Semroc Swift Boost Glider

Semroc - Swift Boost Glider {Kit} (KV-27)

Contributed by Chan Stevens

Construction Rating: starstarstarstarstar_border
Flight Rating: starstarstarstarstar_border
Overall Rating: starstarstarstarstar_border
Diameter: 0.76 inches
Length: 13.75 inches
Manufacturer: Semroc
Skill Level: 2
Style: Clone, Glider

Brief:
With the introduction of the Swift, Semroc has now added a conventional boost glider to their fleet, and one easy enough for even a nove modeler to build and get flying reasinably well. Based upon the 1969 Centuri design, this "retro repro" features laser-cut parts to speed up construction, as well as Kevlar®/elastic shock cord on the pod to improve the durability.

Construction:
Semroc kits feature top quality parts, and this kit is no exception. Your $14.50 (retail) gets you:

  • Balsa nose cone
  • BT-20 body tube
  • CR-18/13 motor blocl
  • Metal motor hook
  • Laser cut wing, stabilizer, rudder
  • Laser cut fuselage
  • Streamer
  • Kevlar®/elastic shock cord
  • waterslide decal

The instructions are well illustrated and generally well written. This is rated a skill level 1 kit by Semroc, though I'd suggest it's a bit closer to a 2 just due to some of the nuances of building a polyhedral wing and trimming the glider for good flights. Depending on how much time, if any, you invest in trying to airfoil the wing, you can expect construction to take between 2 and 4 hours plus finishing.

The wing is built from a set of 4 laser-cut pieces. That certainly takes a good deal of the work and sloppiness out of trying to hand cut the swept eliptical pattern. I'd point out, though, that the illustration that points out the leading and trailing edges, due to the perspective view, makes it a little tricky to figure out that the straighter edge is leading and the swept edge is trailing. A beginner might not have the exerience to figure that out.

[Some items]
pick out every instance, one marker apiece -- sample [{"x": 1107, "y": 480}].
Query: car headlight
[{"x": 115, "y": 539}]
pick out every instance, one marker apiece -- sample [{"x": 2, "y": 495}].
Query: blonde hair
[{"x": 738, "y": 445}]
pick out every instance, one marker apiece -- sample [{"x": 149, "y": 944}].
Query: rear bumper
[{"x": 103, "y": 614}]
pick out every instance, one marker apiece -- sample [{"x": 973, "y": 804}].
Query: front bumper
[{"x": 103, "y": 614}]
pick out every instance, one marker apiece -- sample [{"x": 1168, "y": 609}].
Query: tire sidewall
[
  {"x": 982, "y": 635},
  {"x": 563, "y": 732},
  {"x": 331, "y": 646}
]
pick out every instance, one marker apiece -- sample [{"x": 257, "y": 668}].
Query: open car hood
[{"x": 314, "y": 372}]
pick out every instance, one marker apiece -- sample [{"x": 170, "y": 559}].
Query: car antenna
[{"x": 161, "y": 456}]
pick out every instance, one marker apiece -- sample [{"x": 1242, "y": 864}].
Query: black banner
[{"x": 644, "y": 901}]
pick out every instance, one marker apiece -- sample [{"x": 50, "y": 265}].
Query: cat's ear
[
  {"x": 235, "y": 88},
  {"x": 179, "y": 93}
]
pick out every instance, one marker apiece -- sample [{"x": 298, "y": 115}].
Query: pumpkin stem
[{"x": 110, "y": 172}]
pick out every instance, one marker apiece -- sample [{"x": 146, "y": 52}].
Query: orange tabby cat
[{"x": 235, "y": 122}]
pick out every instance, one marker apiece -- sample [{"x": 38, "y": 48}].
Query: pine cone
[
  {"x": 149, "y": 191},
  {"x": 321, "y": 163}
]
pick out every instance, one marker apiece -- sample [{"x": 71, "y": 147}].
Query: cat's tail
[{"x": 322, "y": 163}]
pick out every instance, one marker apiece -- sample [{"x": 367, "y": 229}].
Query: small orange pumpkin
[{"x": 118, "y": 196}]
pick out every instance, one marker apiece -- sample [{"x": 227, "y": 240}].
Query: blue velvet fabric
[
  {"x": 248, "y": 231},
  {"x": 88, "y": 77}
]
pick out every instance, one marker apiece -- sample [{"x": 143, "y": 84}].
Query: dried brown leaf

Objective: Continue the Semroc Swift boost glider review from the point where it stops.

In response:
Since this is a polyhedral, there will be 3 angled joints for the 4 pieces. To help establish the correct dihedrals, there are 2 slick little braces made from laser-cut balsa. In my case, the slots to accept the cross braces were a little too tight, so I had to shave them a bit to widen the gap. The taller of the two braces is used for the outer dihedral (between the inner wings and wing tips), and the smaller brace is used for the inner dihedral. To get a really good glue joint, it's important to rough sand each surface angled for the dihedral. While the directions suggest this, they overlook one handy tip--sand one surface perpenticular (90-degree) and use the brace to support the other piece at an angle and using a sanding block sand the bevel to that side.

Before bonding my wing pieces, I decided to sand in a decent airfoil first, then CA'd the pieces together rather than go through 3 different overnight waits for wood glue to cure well enough to hold the dihedrals.

The fuselage is built from 2 separate pieces fit together with a tongue and groove. At first I was concerned about the structural integrity of this, but then discovered that there are thin balsa cover pieces that close off the slot where the pod pylon slips in, and these wind up forming a reinforcing skin over the joint, so all should be fine.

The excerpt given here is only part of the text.